▶ [AIM OF THE EXERCISE] Rewrite the rows starting with the line containing "Target: wooden sliding door" and going through the end of the rows, requests included. Shift each answer's coordinates by adding 113 to every number in them.

Named object pointing entries:
========

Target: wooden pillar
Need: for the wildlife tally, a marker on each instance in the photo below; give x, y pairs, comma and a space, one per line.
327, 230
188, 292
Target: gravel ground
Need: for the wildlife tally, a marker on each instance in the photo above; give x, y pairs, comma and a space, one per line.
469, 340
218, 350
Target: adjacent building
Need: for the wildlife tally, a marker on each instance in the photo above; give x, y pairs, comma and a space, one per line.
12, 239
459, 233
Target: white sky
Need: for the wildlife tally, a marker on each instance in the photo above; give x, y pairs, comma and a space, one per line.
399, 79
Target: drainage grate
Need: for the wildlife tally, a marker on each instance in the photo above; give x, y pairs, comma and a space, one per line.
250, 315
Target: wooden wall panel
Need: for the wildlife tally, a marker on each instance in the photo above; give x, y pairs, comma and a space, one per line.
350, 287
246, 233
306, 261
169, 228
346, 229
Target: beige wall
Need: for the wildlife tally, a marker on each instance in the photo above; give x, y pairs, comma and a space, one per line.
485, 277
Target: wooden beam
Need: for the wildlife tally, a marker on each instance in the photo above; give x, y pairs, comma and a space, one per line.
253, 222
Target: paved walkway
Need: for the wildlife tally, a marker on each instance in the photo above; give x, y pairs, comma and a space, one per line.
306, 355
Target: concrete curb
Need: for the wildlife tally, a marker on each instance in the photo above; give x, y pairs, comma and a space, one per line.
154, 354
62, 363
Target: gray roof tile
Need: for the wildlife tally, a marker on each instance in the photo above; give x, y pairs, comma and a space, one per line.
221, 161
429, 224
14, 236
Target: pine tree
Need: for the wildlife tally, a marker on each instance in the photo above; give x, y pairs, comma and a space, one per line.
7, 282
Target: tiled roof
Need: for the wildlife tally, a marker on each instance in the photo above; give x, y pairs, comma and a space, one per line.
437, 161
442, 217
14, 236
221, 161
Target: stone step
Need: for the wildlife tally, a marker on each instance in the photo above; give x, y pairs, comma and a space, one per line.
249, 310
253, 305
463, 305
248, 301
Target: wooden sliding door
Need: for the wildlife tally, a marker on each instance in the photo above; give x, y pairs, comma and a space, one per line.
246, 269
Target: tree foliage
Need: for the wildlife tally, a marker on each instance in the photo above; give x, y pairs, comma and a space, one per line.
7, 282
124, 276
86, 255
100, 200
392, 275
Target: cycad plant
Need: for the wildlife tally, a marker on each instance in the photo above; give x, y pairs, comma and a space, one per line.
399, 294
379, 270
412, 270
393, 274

========

▶ [TASK ANSWER]
Target: wooden sliding door
Need: for the wildlife tally, a marker on each instance in the photo above; give x, y pairs, comma and a space, one per line.
359, 382
Target: tree foliage
Need: for the wildlife tally, a marker on each instance in the photo above; give x, y pairs, comma and a space, one per line.
120, 395
237, 389
199, 368
213, 313
505, 388
Target: cycad plant
Need: for the wildlife tally, a marker on each instance in the photo above; give x, y pairs, comma and a space, one per line.
512, 407
492, 383
525, 383
506, 387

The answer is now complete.